• SOURCE EXTRACT
** START **
Twenty-two minutes after he arrived on the scene, Fuhrmann authorized forced entry, and Vanderpool kicked the front door open, a process that took a couple of minutes and caused significant damage to the door. The officers entered the house and announced their presence. Vanderpool had his gun in “low ready position,” and Fuhrmann also had his weapon drawn. As they walked into the house, calling for people to come out, two small children, whom Fuhrmann described as “Just little things. Little tykes. They were quite upset and shaken,” came down from upstairs. After the children were seated in the living room, Nolan Satterfield, an adult male who had been sleeping on a couch in the family room, walked in and put his hands up. In a downstairs bedroom, they found two teenagers who were, by Vanderpool's testimony, “acting as if they were asleep in the bed.” They were detained in handcuffs and turned over to Joannindes.
Vanderpool, Martinez, and Fuhrmann then approached the master bedroom, Martinez carrying a Taser in his hand and the other two carrying their service weapons. The bedroom's French doors were closed, and they very loudly announced, “Antioch PD, open the door” several times. Eventually, Richardson opened one of the doors, although she stood partially behind the door, with her right side, including her right hand, obscured and only the left side of her body visible to the officers. According to Vanderpool, they were aware that Richardson was a police officer and were concerned that she was concealing a firearm behind the door.
Richardson was instructed multiple times to come out of her bedroom and show her hands. Fuhrmann asked Richardson where the dogs were, and she responded, “Out in the back.” Because she was still not showing her hands, he reached in and grabbed her by the crook of her left elbow, trying to pull her away from the door. He yanked her out of the room enough that her right hand was visible, and they could see that she did not have a gun in it. Richardson reacted by pulling away from him and moving back into the bedroom. Martinez then activated his Taser, striking Richardson on the left side of her body.
A digital recorder that Martinez was carrying in his pocket captured the following exchange:
“OFFICER: Come on out. Come on out.
“OFFICER: Come on out.
“RICHARDSON: Why you guys here?
“MARTINEZ: Come here.
“OFFICER: Come on out. Now.
** END **
• PROVIDED DATA
** START **
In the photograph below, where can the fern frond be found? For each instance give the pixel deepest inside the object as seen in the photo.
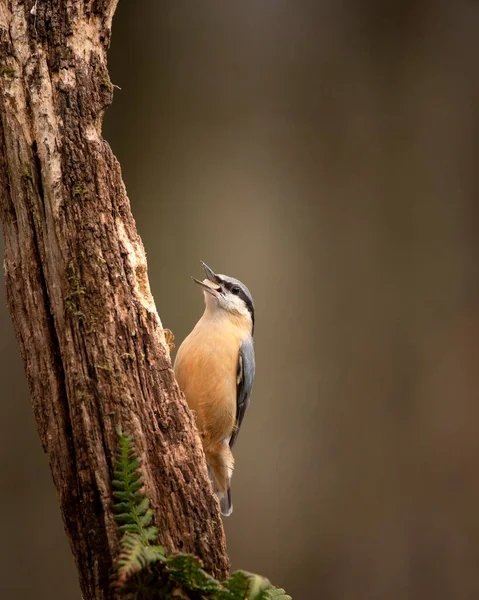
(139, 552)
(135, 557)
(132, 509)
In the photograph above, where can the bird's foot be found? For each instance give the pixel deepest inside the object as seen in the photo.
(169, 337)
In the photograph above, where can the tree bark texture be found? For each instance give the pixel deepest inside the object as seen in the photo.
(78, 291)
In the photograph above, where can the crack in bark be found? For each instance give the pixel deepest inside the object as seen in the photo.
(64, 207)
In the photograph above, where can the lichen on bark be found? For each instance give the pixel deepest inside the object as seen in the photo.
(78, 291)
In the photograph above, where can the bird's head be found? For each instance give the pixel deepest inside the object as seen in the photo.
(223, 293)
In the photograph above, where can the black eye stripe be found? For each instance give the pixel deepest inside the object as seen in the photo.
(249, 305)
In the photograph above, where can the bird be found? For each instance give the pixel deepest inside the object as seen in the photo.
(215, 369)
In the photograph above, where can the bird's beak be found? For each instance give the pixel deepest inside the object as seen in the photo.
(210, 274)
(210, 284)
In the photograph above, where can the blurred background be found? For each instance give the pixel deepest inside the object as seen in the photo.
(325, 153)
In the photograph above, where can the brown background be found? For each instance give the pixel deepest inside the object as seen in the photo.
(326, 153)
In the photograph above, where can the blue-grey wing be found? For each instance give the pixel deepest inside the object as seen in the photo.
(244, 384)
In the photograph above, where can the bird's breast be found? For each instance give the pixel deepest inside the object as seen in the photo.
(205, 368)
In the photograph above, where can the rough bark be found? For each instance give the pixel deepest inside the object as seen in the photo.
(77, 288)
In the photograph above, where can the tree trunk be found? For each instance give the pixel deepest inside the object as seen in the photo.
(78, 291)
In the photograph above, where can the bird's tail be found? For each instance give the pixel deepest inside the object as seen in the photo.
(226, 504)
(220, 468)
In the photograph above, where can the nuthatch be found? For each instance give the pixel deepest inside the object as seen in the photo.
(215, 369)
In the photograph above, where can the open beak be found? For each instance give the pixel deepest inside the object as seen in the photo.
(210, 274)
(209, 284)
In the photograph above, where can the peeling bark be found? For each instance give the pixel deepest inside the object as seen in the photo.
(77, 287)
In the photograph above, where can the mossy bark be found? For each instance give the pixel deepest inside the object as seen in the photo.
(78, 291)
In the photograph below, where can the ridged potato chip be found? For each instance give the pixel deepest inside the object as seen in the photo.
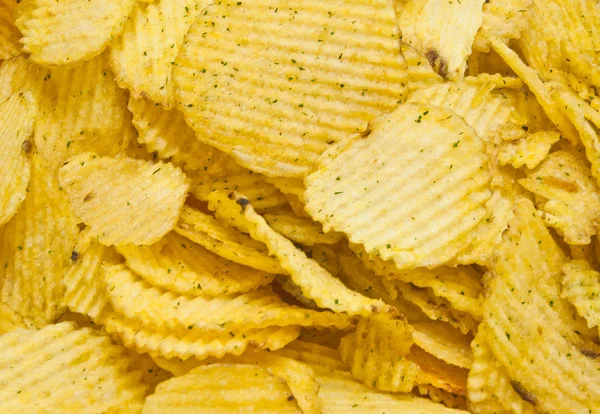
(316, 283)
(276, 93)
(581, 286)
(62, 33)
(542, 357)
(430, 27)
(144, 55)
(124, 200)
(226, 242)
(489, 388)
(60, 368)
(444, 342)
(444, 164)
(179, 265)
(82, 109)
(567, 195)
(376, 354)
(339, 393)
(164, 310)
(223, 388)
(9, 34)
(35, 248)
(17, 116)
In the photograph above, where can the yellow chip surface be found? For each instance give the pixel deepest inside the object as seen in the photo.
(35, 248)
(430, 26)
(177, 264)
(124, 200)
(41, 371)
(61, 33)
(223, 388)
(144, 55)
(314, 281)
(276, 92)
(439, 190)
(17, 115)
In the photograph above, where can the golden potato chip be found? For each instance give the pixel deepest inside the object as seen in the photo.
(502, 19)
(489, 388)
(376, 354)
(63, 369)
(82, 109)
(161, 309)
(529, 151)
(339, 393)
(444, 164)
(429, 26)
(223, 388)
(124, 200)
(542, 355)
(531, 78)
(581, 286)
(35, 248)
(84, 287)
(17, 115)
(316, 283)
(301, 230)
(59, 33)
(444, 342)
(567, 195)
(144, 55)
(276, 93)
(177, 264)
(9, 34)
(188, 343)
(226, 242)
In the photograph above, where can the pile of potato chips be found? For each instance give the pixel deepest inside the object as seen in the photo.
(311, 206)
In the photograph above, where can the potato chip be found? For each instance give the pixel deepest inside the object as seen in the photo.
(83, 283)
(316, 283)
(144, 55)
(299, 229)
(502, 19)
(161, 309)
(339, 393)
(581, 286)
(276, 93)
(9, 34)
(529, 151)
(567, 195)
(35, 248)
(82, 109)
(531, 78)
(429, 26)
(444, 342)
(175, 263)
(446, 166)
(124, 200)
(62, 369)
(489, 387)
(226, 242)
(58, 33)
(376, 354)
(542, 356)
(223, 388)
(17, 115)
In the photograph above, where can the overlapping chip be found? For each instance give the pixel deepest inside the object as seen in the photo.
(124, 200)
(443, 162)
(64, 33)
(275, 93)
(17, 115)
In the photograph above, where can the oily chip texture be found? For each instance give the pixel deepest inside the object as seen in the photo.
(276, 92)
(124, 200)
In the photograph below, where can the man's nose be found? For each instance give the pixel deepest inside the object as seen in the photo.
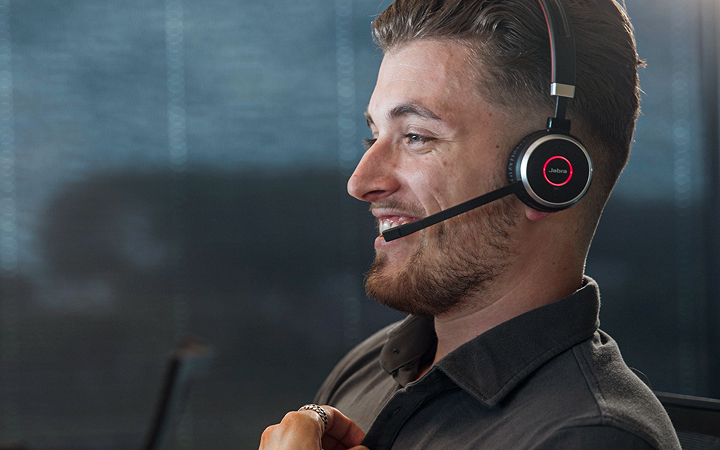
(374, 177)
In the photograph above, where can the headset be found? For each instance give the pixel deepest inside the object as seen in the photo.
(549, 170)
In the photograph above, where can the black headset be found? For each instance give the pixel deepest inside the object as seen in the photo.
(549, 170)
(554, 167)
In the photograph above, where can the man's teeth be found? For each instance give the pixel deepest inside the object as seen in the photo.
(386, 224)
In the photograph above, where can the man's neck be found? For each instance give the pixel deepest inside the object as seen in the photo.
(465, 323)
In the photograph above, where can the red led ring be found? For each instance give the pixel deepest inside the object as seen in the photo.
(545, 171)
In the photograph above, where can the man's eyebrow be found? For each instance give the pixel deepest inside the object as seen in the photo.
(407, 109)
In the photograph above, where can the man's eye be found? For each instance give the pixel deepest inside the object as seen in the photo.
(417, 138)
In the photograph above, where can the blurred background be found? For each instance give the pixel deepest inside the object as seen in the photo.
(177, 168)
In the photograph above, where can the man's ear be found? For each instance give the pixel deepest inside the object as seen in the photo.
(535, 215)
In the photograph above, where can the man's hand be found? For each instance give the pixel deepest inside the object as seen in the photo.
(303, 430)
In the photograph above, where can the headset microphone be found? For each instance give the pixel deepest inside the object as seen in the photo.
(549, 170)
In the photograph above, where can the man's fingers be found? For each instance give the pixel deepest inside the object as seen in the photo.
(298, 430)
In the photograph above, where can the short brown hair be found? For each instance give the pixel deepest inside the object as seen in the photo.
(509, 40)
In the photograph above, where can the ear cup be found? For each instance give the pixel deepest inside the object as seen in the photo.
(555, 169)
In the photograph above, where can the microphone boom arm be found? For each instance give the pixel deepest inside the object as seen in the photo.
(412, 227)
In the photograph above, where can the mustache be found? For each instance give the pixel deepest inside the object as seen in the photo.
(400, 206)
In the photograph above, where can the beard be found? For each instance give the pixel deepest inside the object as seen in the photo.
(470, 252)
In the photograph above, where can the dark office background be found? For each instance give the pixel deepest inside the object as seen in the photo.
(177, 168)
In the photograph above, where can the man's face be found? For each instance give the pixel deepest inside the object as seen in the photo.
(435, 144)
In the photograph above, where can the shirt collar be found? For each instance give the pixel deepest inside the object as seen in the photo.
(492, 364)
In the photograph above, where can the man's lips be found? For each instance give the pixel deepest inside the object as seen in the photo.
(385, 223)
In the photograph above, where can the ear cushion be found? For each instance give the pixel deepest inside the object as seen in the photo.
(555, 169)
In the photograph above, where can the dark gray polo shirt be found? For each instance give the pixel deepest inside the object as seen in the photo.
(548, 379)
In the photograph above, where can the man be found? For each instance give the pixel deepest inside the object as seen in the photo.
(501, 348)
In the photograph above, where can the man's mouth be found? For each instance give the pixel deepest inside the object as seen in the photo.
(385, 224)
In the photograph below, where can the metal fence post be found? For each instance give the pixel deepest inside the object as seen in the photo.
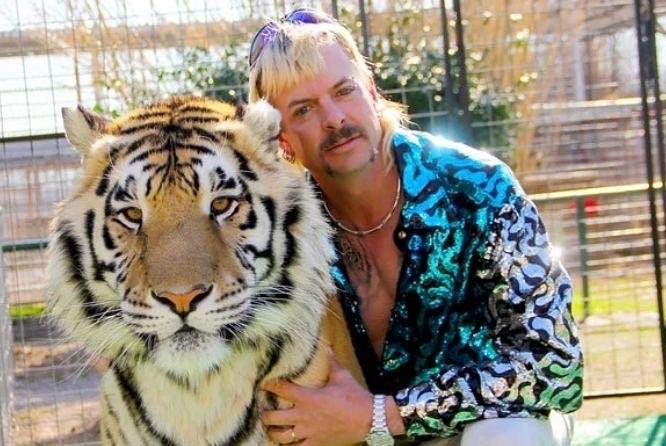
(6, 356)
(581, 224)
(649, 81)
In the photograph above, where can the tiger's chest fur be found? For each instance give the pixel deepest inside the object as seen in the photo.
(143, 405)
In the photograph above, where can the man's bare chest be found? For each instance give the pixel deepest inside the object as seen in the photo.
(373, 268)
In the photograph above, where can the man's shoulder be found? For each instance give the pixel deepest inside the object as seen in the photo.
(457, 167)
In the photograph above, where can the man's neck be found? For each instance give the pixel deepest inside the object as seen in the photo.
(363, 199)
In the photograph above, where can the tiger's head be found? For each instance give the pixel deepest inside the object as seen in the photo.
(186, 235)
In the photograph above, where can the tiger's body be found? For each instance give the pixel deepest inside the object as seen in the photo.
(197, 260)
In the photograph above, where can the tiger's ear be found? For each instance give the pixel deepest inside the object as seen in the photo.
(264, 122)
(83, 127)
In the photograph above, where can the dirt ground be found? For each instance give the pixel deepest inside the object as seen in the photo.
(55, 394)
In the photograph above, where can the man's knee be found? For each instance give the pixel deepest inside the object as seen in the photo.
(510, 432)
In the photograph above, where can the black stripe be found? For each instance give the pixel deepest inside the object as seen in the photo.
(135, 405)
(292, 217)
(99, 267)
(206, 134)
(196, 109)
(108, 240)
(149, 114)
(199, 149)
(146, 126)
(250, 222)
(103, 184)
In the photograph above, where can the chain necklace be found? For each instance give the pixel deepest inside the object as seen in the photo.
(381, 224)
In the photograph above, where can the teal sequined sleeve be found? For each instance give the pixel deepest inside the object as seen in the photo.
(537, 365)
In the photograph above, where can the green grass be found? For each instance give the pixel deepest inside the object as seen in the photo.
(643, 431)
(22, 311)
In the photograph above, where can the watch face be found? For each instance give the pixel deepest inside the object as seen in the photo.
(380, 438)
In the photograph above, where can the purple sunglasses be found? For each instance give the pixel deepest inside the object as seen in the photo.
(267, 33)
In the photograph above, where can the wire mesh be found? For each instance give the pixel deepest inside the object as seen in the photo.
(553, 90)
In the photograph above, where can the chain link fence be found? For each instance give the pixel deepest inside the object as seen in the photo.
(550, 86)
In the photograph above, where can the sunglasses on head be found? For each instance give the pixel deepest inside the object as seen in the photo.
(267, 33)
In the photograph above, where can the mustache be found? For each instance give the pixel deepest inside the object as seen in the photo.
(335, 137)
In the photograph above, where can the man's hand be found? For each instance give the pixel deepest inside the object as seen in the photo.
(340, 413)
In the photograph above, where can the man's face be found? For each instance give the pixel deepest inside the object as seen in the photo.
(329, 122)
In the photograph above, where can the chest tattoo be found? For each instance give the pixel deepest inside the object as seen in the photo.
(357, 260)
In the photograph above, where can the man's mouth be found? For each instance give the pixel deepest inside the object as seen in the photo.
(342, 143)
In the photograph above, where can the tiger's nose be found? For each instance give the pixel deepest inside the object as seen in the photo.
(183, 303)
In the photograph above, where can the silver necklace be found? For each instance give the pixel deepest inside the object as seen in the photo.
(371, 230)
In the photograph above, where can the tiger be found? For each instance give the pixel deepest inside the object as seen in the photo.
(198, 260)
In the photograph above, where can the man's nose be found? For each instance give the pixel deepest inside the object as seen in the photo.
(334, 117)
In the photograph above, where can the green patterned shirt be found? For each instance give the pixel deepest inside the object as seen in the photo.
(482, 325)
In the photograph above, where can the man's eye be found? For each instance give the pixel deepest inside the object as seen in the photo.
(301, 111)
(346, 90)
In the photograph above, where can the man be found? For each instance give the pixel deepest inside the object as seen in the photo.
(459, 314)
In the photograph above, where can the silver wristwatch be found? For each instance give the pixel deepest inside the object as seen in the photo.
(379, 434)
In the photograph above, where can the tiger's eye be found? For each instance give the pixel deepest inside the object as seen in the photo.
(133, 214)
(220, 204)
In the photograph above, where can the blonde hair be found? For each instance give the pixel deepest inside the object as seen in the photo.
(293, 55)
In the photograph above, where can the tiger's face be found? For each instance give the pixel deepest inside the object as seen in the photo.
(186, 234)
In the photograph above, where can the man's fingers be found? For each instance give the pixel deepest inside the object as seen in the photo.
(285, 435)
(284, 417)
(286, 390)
** END **
• CHALLENGE
In the account of the police entry, what did Martinez have in his hand as the officers approached the master bedroom? Answer using only the account of the police entry.

• ANSWER TO THIS EXERCISE
A Taser.